▶ _TASK OBJECTIVE_: Search the data for the word "wristwatch" and copy each line that has it.

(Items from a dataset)
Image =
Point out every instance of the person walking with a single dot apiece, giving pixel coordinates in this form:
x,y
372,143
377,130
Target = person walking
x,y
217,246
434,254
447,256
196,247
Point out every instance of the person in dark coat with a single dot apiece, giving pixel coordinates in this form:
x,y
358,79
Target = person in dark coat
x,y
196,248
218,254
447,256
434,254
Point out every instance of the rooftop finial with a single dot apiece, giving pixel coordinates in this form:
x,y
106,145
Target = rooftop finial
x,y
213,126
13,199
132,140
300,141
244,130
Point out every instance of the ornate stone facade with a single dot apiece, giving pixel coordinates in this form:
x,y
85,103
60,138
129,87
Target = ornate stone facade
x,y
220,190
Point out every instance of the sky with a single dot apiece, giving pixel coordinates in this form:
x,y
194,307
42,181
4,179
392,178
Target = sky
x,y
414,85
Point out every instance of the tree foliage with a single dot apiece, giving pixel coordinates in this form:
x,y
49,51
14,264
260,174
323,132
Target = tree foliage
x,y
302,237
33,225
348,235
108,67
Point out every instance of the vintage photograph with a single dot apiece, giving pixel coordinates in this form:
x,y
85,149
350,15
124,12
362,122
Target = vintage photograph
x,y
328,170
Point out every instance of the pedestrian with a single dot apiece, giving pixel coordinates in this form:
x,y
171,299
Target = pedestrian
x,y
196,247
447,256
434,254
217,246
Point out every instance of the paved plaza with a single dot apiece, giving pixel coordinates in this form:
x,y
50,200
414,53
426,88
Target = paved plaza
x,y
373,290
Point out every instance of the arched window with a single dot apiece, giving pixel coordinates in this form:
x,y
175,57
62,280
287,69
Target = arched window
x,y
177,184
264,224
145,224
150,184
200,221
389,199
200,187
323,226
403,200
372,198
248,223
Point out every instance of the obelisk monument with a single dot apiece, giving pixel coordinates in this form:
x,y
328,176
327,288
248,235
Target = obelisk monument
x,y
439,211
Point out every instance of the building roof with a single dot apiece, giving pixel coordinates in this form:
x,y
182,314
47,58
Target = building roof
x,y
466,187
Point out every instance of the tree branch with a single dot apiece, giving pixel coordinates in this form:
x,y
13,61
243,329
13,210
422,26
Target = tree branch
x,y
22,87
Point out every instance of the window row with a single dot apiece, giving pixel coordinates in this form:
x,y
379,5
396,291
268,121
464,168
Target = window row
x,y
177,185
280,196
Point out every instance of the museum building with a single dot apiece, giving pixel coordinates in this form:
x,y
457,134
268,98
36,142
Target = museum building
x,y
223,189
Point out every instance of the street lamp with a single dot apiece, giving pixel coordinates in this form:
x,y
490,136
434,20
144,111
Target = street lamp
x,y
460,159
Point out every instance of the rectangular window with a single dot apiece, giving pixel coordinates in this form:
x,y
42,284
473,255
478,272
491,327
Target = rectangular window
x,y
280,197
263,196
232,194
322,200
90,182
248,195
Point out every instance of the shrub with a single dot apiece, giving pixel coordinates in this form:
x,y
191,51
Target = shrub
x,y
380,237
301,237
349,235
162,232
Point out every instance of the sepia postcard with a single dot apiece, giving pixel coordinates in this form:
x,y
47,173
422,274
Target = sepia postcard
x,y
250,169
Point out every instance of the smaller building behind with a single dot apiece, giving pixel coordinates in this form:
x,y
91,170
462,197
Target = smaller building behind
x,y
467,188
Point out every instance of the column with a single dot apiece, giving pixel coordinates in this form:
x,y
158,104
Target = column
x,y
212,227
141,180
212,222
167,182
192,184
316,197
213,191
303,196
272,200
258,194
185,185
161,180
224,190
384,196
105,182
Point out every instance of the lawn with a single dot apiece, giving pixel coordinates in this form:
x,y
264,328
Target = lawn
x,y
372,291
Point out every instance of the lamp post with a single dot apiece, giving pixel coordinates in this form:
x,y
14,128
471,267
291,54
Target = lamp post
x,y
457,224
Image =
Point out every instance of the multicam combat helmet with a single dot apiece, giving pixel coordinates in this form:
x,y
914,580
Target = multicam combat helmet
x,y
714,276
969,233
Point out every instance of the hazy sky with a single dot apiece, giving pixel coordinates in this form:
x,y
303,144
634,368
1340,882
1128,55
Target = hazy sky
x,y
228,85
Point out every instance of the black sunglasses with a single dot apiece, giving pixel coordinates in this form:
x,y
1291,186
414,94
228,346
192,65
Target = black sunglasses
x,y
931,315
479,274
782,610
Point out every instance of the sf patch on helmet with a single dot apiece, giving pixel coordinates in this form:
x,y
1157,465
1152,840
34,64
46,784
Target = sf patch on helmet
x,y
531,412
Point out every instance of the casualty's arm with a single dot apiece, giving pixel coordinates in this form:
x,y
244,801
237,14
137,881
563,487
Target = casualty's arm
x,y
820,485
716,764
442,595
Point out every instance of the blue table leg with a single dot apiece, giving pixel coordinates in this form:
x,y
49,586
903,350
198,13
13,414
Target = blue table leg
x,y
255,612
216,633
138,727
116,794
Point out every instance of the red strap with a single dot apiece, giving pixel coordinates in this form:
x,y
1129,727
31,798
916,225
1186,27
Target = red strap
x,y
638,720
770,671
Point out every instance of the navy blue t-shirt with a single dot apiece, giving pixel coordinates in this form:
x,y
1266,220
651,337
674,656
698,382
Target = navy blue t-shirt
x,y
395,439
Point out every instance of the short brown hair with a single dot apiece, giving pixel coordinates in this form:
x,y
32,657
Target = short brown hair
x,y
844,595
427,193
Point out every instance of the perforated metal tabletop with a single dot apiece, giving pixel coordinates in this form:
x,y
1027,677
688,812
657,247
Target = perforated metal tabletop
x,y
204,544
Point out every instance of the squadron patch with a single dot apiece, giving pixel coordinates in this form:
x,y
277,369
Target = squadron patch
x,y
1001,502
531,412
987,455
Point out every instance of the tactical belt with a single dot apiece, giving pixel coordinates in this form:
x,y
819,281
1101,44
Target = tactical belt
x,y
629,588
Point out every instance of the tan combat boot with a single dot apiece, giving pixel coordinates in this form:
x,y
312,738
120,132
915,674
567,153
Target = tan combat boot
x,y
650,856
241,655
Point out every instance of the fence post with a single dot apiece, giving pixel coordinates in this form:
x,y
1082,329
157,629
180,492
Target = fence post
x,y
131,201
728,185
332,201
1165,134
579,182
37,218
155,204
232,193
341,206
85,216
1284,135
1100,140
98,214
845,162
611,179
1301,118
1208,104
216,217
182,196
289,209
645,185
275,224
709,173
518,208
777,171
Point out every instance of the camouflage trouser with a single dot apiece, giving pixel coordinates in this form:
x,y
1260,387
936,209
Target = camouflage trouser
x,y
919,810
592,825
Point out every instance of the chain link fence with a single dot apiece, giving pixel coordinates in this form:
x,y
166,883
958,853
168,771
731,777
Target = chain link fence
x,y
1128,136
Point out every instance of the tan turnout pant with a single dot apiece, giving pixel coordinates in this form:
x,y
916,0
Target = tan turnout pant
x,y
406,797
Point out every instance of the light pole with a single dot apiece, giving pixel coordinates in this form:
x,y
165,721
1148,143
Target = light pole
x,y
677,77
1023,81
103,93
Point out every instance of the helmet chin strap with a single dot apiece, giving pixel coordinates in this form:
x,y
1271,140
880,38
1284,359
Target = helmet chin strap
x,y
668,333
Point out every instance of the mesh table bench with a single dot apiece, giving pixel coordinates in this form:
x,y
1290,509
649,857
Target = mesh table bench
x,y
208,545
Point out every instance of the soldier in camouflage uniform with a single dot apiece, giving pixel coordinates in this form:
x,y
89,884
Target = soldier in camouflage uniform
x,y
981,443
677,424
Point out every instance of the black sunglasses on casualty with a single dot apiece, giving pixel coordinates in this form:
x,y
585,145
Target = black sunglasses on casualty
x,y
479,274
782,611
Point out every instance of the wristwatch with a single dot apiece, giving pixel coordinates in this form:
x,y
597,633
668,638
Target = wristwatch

▶ _FINAL ANSWER_:
Point out every instance of the wristwatch with a single dot apiece, giving pixel coordinates in this form:
Target = wristwatch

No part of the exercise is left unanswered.